** START Selected passage **
Given the cybersecurity risks and threats companies face and the recent spate of well publicized cyberattacks, it is no surprise that the U.S. Securities and Exchange Commission (the “SEC”) requires issuers to disclose cybersecurity risks and incidents applicable to them in the risk factor disclosure in connection with securities offerings and in other disclosure filings.
This advisory summarizes the SEC’s guidance on disclosing cybersecurity risks and incidents.
As detailed below, issuers should make sure their disclosures are accurate, tailored to the specific threat and continuously updated whenever any event materializes, even if the incident is not a cyberattack but merely a discovery of a vulnerability. Issuers must maintain efficient disclosure controls to ensure this process.
Background to Risk Factors (In General)
The description of risk factors affecting a securities offering and its issuer has long been required in registration statements under the Securities Act of 1933 (the “Securities Act”.) Disclosure was not required in periodic filings until the SEC adopted a securities offering reform package of rules in July 2005 that significantly advanced the registration, communications, and offering processes under the Securities Act and the Securities Exchange Act of 1934 (the “Exchange Act”.) These rules also furthered the SEC’s long-term efforts toward integrating disclosure and processes under the Securities Act and the Exchange Act.
Despite the absence of an obligation to do so, many companies already included such disclosure and discussion voluntarily prior to the adoption of the new rules, as a precaution, because of a series of court cases that enunciated the “bespeaks caution” doctrine, which protected statements of future forecasts, projections and expectations in an offering or other disclosure document from being found misleading if they contained adequate cautionary language disclosing specific risks affecting the outcome of those forward-looking statements. As part of its Securities Offering Reform, the SEC also adopted Rule 168 to create a safe harbor for the regular release of forward-looking information despite ongoing or proposed registered offerings.
Beginning in December 2005, issuers have been required to include disclosure and discussion of risk factors in their annual reports in a similar fashion to what was already required in registration statements. Although in the adopting release the SEC discouraged companies from unnecessarily restating or repeating the issuer’s risk factors in every quarterly report on Form 10-Q , it did mandate quarterly filers to evaluate their previous disclosure regarding risk factors and to include in each quarterly report additional disclosures needed to reflect material changes from previous disclosures.
The SEC Weighs in on Cybersecurity Risk Factors in Particular
2011 Guidance
In October 2011, the Division of Corporation Finance issued guidance regarding disclosure obligations relating to cybersecurity risks and cyber incidents, including guidance on discussing cybersecurity in risk factors (the “2011 Guidance”.)
** END Selected passage **
** START Available data **
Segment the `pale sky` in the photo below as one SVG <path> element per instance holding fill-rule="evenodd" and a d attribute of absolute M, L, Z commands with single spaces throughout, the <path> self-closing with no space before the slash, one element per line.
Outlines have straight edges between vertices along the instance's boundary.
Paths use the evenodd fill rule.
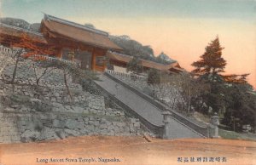
<path fill-rule="evenodd" d="M 42 12 L 92 23 L 112 35 L 128 35 L 156 54 L 164 51 L 191 71 L 217 35 L 225 48 L 226 73 L 251 73 L 256 88 L 254 0 L 0 0 L 1 17 L 40 22 Z"/>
** END Available data **
- Required work:
**A)** According to the SEC cybersecurity disclosure advisory, when did the Division of Corporation Finance issue its guidance on cybersecurity risks and cyber incidents?
**B)** Please reproduce the SEC cybersecurity disclosure advisory starting at "Given the cybersecurity" and ending at "other disclosure filings.".
**C)** Write the next part of the SEC cybersecurity disclosure advisory, picking up after its final sentence.

- Answers to the tasks:
**A)** October 2011

**B)**
Given the cybersecurity risks and threats companies face and the recent spate of well publicized cyberattacks, it is no surprise that the U.S. Securities and Exchange Commission (the “SEC”) requires issuers to disclose cybersecurity risks and incidents applicable to them in the risk factor disclosure in connection with securities offerings and in other disclosure filings.

**C)**
To the extent that the cybersecurity risks are significant and make an investment in the issuer speculative or risky, the 2011 Guidance required disclosure of the risk of cyber incidents affecting the issuer. It recommended that issuers assess their cybersecurity risks considering all relevant information, including prior incidents, the severity and frequency of those incidents from quantitative and qualitative perspectives, and the costs and consequences resulting from misappropriation of assets or sensitive information, corruption of data or operational disruption. Issuers were also encouraged to consider the adequacy of preventative actions taken to reduce cybersecurity risks from the perspective of the industry in which the issuer operated, including threatened attacks of which the issuer was cognizant. Issuers were instructed to include “material risks” and describe how specific risks might affect them as contextually as possible, avoiding generic risks and effects.
2018 Updated Guidance
In February 2018, the SEC issued Release No. 33-10459 —“Commission Statement & Guidance on Public Company Cybersecurity Disclosures” (the “2018 Guidance”) which was intended to help issuers prepare risk factor and other periodic disclosure about cybersecurity risks and incidents. It also addressed the importance of appropriate disclosure controls and procedures and insider trading policies when dealing with cybersecurity incidents and risks.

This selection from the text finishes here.